> **Aufgabenbeschreibung**: Geben Sie aus dem Text über das Amt Blankenstein den Abschnitt wörtlich wieder, der mit den Worten „Ämter waren eine“ beginnt und mit „von dort mitverwaltet.“ schließt.

> **Ausgewählter Auszug**:
####################

Amt Blankenstein

Hessisches Hinterland (ohne die Exklave Vöhl) 1815–1866

Das Amt Blankenstein (Landkreis Marburg-Biedenkopf, Hessen) war nahezu identisch mit dem 1237 erstmals genannten Gerichtsbezirk Gladenbach, der wiederum auf den Bezirk einer Zent zurückgeht. Das Amt lag in sogenannten Hessischen Hinterland, womit es im Wesentlichen dessen Geschichte teilte; es bestand bis zum Jahr 1821. Die Burg Blankenstein bei Gladenbach war Namensgeberin des Amtes.

Funktion

Ämter waren eine Ebene zwischen den Gemeinden und der Landesherrschaft. Die Funktionen von Verwaltung und Rechtsprechung waren hier nicht getrennt. Dem Amt stand ein Amtmann vor, der von der Landesherrschaft eingesetzt wurde.

Geschichte

Mittelalter

Erst seit den 1380er-Jahren wird in Urkunden von einem Amt Blankenstein berichtet. Die Erhebung zum Amt muss in dieser Zeit erfolgt sein, denn als Johannes von Weitershausen 1398 als Verwalter bestellt wurde, nennt die Urkunde ihn bereits Amtmann. Bis in die 1370er-Jahre war der Gerichtsbezirk Gladenbach noch kein Amt. Der Verwaltungsbezirk war dem Gericht in Marburg als höhere Instanz unterstellt und wurde von dort mitverwaltet.

Aufteilung in zwei Verwaltungsbezirke und Ausgliederung des Kirchspiels Hartenrod

Die in Gladenbach von da an eingerichtete Amtsverwaltung, erhielt ihren Namen von der Burg Blankenstein bei Gladenbach. Sie war Sitz des Amtmannes. Der Amts-/Gerichtsbezirk unterteilte sich in „Obergericht“ mit dem Vorort Hartenrod und „Untergericht“ mit dem Vorort Gladenbach. Etwa zeitgleich mit der Teilung des Verwaltungsbezirkes erfolgte auch die Ausgliederung des Kirchspiels Hartenrod (ca. Mitte des 14. Jh., 1367 starb Peter von Buchenau als Pfarrer in Hartenrod), das zuvor zu Gladenbach gehörte.

Nach einem Verzeichnis aller Hausbesitzer im Gericht/Amt Gladenbach, das um das Jahr 1400 erstellt wurde, gehörten nahezu alle Orte dazu, die heute zu den beiden Großgemeinden Bad Endbach und Gladenbach gehören. Im Einzelnen werden genannt: Ammenhausen (b. Gladenbach), Bellnhausen, Bottenhorn, Dernbach (unterstand als Adelssitz derer von Dernbach mit der Burg Neu-Dernbach bis 1617 nicht dem Gericht in Gladenbach), Diedenshausen, Endbach, Erdhausen, Friebertshausen, Frohnhausen, Gladenbach, Günterod (gehörte von 1354 bis 1443 den Herren v. Dernbach), Hartenrod, Hülshof (gehörte als Klosterhof von 1299 bis 1463 dem Kloster Altenberg bei Wetzlar), Kehlnbach, Krumbach, Mornshausen an der Salzböde, Rachelshausen, Römershausen, Rüchenbach, Runzhausen, Schlierbach, Sinkershausen, Weidenhausen und Wommelshausen.

####################

> **Bereitgestellte Angaben**:
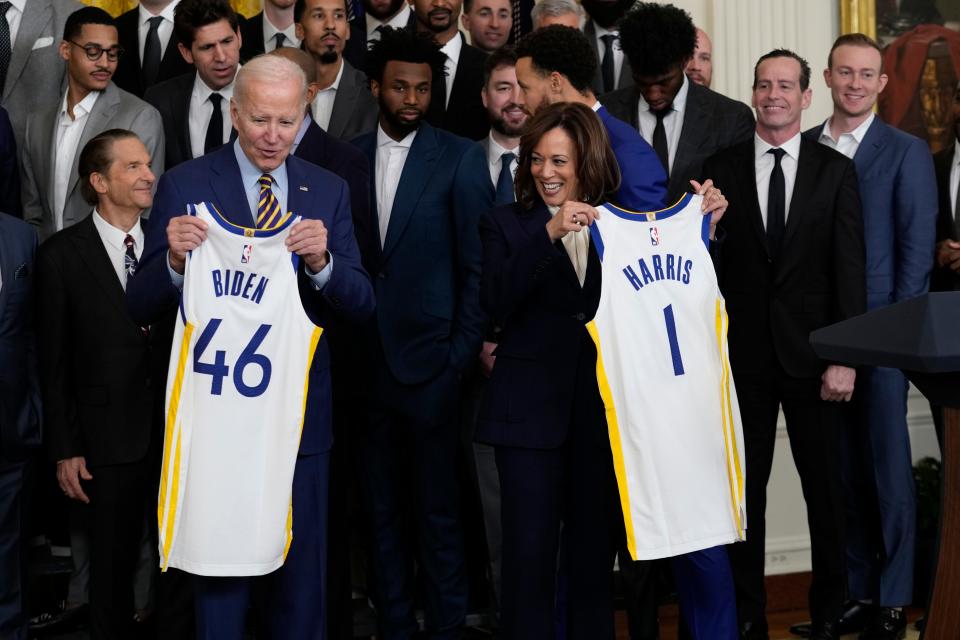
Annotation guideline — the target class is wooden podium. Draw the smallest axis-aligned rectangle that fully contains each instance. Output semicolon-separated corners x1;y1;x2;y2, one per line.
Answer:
810;292;960;640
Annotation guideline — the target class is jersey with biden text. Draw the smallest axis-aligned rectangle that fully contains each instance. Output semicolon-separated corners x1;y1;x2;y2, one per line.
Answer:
158;204;322;576
587;194;746;560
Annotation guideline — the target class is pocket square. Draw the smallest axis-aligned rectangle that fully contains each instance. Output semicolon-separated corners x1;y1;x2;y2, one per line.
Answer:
30;36;53;51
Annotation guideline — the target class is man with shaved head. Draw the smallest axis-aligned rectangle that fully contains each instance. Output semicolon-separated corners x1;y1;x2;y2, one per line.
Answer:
127;56;373;639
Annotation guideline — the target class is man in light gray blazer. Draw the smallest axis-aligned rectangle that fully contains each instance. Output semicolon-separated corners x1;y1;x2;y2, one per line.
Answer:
20;7;164;242
0;0;83;149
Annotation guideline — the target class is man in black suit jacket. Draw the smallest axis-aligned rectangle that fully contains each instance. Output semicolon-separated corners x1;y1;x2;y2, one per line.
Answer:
600;2;754;205
703;50;866;640
37;129;167;638
0;213;40;640
413;0;490;140
113;0;193;98
144;0;241;170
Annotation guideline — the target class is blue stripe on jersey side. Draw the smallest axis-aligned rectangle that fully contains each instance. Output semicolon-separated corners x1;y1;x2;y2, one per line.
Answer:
700;208;713;251
204;202;299;238
590;222;603;262
604;193;693;222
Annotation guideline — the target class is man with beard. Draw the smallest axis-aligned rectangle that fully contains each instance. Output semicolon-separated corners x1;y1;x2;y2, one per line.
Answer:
294;0;377;140
582;0;633;96
240;0;300;61
413;0;489;140
356;26;494;639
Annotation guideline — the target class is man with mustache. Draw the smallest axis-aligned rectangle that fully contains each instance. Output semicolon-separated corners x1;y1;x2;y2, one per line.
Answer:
20;7;164;242
294;0;377;140
413;0;489;140
356;28;494;639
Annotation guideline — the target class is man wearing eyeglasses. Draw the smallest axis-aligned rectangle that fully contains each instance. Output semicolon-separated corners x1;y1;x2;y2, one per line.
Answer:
21;7;164;242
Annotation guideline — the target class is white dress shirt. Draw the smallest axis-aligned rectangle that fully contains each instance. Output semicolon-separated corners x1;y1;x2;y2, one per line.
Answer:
364;2;411;47
593;21;623;89
187;67;239;158
313;57;344;131
6;0;24;51
52;91;100;231
487;133;520;189
93;207;143;290
753;132;800;229
637;74;690;171
263;11;300;53
820;111;877;160
374;125;417;246
440;31;463;107
137;0;180;65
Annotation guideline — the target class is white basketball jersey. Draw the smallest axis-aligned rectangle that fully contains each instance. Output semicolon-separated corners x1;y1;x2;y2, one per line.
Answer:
157;204;322;576
587;194;746;560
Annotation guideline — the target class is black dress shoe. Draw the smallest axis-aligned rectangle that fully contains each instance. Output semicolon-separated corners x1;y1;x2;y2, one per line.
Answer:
810;620;840;640
790;600;877;638
860;607;907;640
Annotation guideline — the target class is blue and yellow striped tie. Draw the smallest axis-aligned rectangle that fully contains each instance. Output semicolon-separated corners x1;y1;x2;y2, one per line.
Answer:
257;173;281;229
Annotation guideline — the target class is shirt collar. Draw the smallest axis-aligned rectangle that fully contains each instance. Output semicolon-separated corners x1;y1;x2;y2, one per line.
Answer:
377;124;417;149
820;111;877;145
93;207;143;251
753;131;800;160
139;0;180;24
233;139;287;196
365;2;410;36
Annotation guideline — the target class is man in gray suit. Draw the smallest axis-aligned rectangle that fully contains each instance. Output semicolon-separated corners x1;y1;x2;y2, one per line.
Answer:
0;0;83;149
294;0;379;140
600;2;754;205
20;7;164;242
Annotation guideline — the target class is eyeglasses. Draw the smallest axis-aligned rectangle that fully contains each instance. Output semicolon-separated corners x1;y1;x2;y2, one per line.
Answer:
67;40;123;62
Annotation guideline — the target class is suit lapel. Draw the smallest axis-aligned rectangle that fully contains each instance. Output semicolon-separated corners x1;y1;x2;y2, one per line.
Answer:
383;123;441;260
3;0;50;99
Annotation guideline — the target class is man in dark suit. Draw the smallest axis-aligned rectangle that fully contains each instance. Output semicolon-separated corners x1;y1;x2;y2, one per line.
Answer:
703;50;866;640
271;47;376;639
412;0;490;140
114;0;193;98
240;0;300;61
127;56;373;638
295;0;377;140
145;0;241;169
0;213;40;640
37;129;166;639
355;28;494;638
600;2;754;204
804;33;937;640
582;0;633;96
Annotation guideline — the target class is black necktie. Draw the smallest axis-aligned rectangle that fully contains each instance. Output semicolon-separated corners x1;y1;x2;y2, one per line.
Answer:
203;93;223;153
0;2;13;95
495;151;517;204
600;33;617;93
143;16;163;87
767;149;787;258
651;107;673;176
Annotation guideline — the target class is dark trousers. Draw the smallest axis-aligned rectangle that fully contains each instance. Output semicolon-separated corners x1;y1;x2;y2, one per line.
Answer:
728;367;847;623
193;452;330;640
359;368;467;640
84;457;157;640
843;367;917;607
0;459;27;640
496;380;623;640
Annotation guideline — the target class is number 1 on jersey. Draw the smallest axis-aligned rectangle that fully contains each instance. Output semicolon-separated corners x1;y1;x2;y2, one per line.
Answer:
663;304;683;376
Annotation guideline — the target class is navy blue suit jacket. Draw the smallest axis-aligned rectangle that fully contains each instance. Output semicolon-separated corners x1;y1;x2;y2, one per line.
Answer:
0;213;40;462
354;122;494;384
127;144;373;455
804;117;937;310
597;106;668;211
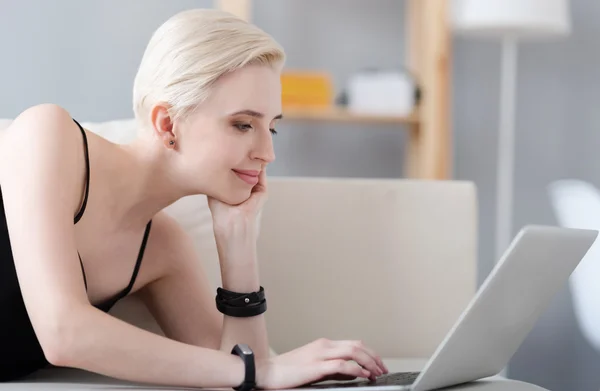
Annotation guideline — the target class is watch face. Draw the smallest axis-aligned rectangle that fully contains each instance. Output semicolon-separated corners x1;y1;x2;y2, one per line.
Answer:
239;344;252;354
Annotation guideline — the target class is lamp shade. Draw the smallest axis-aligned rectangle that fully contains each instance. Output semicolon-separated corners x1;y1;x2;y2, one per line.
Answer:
451;0;571;39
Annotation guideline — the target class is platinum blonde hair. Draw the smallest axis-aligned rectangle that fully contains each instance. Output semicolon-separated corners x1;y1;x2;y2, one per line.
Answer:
133;9;285;124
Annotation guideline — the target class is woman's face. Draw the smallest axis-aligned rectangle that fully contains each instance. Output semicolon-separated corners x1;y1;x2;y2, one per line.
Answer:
169;65;281;205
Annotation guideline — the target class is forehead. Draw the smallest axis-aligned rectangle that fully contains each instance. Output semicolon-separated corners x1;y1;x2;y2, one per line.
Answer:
206;65;281;118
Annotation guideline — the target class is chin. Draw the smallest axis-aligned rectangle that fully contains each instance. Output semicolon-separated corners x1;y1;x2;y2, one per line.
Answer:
213;189;251;205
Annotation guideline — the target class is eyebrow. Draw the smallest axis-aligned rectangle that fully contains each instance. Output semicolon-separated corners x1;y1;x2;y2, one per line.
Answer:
231;110;283;119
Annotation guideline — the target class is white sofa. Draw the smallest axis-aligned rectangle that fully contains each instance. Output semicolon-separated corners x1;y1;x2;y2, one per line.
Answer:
0;120;477;390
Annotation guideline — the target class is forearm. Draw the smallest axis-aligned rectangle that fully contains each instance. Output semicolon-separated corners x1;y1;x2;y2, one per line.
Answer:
58;308;244;388
217;236;269;358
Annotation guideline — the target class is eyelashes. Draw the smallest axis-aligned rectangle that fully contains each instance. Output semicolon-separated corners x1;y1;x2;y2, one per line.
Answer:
233;123;277;135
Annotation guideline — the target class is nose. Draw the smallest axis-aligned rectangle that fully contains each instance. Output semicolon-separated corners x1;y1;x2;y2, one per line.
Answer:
251;131;275;164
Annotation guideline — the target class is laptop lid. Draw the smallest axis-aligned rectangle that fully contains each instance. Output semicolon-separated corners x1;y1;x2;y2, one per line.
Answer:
412;226;598;391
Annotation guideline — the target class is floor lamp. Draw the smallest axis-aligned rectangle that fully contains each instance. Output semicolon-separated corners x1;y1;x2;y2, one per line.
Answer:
451;0;571;262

####################

> **Lösung der Aufgabe**:
Ämter waren eine Ebene zwischen den Gemeinden und der Landesherrschaft. Die Funktionen von Verwaltung und Rechtsprechung waren hier nicht getrennt. Dem Amt stand ein Amtmann vor, der von der Landesherrschaft eingesetzt wurde.

Geschichte

Mittelalter

Erst seit den 1380er-Jahren wird in Urkunden von einem Amt Blankenstein berichtet. Die Erhebung zum Amt muss in dieser Zeit erfolgt sein, denn als Johannes von Weitershausen 1398 als Verwalter bestellt wurde, nennt die Urkunde ihn bereits Amtmann. Bis in die 1370er-Jahre war der Gerichtsbezirk Gladenbach noch kein Amt. Der Verwaltungsbezirk war dem Gericht in Marburg als höhere Instanz unterstellt und wurde von dort mitverwaltet.